Write out exactly the lines below that run from the line containing "target | metal baking sheet" through the last line of the records.

··· DATA PROVIDED

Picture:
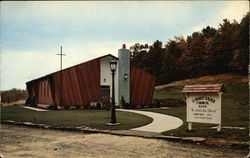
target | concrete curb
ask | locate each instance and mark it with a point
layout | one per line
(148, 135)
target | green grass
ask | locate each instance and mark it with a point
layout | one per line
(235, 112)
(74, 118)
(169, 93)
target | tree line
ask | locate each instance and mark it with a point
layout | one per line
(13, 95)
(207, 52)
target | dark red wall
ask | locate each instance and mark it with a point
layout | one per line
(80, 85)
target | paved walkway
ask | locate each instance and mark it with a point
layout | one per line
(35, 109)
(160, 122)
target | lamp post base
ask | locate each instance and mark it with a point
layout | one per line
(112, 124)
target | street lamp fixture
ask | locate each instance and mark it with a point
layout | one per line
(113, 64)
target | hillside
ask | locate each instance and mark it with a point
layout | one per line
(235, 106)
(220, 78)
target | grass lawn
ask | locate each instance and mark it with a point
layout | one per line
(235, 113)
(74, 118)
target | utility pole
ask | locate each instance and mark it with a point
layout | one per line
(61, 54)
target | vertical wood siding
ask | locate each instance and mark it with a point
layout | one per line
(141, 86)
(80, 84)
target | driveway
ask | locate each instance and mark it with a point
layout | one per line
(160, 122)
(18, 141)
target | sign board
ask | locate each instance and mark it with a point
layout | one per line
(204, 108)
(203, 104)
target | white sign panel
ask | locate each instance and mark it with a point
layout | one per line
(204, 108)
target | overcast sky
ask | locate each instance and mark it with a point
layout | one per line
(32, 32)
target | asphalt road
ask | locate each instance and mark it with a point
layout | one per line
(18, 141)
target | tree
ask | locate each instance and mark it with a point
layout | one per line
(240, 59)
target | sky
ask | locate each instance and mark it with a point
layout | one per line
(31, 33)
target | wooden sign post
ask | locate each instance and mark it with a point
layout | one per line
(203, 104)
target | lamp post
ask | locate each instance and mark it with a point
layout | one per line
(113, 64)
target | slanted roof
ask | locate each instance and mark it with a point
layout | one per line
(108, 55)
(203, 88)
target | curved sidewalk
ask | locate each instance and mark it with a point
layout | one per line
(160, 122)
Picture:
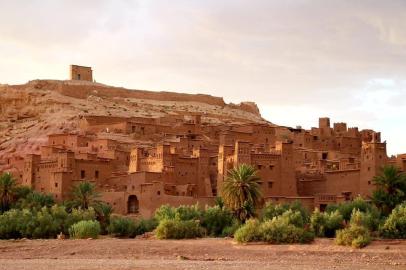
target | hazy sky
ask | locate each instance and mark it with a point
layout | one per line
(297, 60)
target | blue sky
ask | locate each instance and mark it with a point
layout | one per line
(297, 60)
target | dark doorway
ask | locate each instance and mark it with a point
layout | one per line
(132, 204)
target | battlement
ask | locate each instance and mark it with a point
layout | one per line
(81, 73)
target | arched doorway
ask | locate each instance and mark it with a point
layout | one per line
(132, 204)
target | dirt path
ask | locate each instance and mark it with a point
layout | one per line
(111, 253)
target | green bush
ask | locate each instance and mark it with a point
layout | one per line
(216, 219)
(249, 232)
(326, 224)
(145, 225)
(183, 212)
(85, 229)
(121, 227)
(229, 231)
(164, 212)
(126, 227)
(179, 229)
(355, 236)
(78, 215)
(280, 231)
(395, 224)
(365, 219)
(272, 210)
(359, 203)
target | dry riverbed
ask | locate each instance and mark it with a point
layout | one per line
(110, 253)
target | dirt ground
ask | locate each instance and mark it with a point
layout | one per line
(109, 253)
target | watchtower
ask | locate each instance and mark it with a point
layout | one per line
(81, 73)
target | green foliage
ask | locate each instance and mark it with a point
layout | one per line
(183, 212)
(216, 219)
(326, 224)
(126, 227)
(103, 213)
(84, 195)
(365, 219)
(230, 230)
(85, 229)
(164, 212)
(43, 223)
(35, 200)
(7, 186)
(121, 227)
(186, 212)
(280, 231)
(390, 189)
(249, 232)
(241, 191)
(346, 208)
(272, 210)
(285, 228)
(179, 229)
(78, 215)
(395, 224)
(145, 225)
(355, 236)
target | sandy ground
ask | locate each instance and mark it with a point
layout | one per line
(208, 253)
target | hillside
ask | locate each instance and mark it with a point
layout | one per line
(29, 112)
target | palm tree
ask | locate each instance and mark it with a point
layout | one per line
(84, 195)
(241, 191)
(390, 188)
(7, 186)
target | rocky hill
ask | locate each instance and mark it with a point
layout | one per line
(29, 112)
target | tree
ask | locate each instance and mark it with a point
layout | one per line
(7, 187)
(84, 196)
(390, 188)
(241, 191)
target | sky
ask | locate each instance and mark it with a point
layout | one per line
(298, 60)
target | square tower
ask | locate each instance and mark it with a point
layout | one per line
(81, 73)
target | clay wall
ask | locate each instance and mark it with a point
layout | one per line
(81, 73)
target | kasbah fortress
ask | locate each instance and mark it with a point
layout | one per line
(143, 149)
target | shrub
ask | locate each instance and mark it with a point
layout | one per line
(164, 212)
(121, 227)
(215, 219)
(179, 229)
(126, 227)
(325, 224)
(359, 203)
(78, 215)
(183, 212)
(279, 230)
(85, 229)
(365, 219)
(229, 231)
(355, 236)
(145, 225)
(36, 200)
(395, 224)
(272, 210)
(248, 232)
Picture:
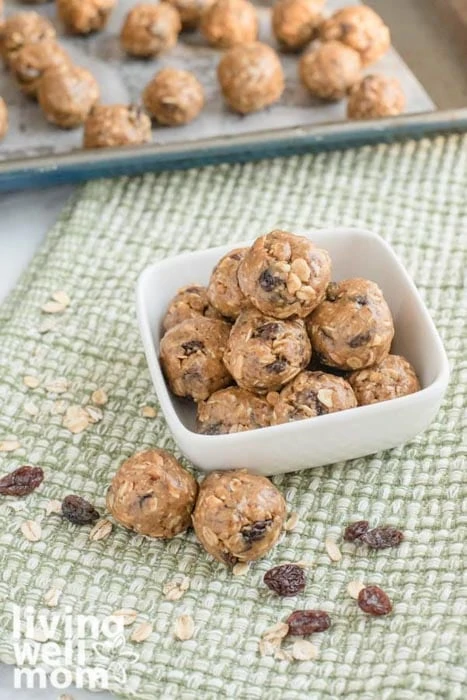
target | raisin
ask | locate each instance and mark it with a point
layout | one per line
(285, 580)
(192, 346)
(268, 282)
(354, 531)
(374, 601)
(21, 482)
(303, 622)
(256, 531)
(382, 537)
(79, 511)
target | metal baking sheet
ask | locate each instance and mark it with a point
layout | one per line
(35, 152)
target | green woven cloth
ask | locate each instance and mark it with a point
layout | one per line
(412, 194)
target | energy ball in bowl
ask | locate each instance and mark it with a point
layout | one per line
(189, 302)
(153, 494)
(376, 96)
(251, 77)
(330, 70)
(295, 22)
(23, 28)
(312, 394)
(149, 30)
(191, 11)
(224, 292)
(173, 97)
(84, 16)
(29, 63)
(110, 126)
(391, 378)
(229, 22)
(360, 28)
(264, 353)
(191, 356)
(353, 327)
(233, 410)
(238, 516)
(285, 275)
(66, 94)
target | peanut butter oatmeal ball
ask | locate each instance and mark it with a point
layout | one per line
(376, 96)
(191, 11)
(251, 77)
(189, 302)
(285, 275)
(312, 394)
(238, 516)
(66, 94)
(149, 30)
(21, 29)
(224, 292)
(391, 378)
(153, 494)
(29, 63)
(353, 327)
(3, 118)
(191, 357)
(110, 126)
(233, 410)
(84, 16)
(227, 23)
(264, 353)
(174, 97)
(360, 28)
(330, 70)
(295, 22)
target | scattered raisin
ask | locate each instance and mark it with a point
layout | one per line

······

• **THE SOLUTION**
target | metal baking sheet
ask | locate each instance and mark it with a point
layout | one per line
(35, 152)
target | green woven cloth
ask | locate each instance and mark it with a point
layout | one per line
(412, 194)
target | energy ball in bowl
ask | locate each instance and mark it with a point
layout | one per line
(189, 302)
(153, 494)
(376, 96)
(251, 77)
(330, 70)
(295, 22)
(23, 28)
(312, 394)
(149, 30)
(191, 11)
(224, 292)
(173, 97)
(84, 16)
(29, 63)
(110, 126)
(391, 378)
(229, 22)
(360, 28)
(264, 353)
(191, 356)
(353, 327)
(233, 410)
(238, 516)
(285, 275)
(66, 94)
target | peanut butter oatmeal ball
ask | locate each instance and mark it with a point
layout | one per line
(376, 96)
(191, 11)
(251, 77)
(189, 302)
(285, 275)
(312, 394)
(238, 516)
(66, 94)
(149, 30)
(21, 29)
(224, 292)
(391, 378)
(153, 494)
(29, 63)
(353, 327)
(3, 118)
(191, 357)
(110, 126)
(233, 410)
(84, 16)
(227, 23)
(264, 353)
(174, 97)
(360, 28)
(330, 70)
(295, 22)
target | scattered raisin
ask | locate each instance and mark it with a point
layout | one per line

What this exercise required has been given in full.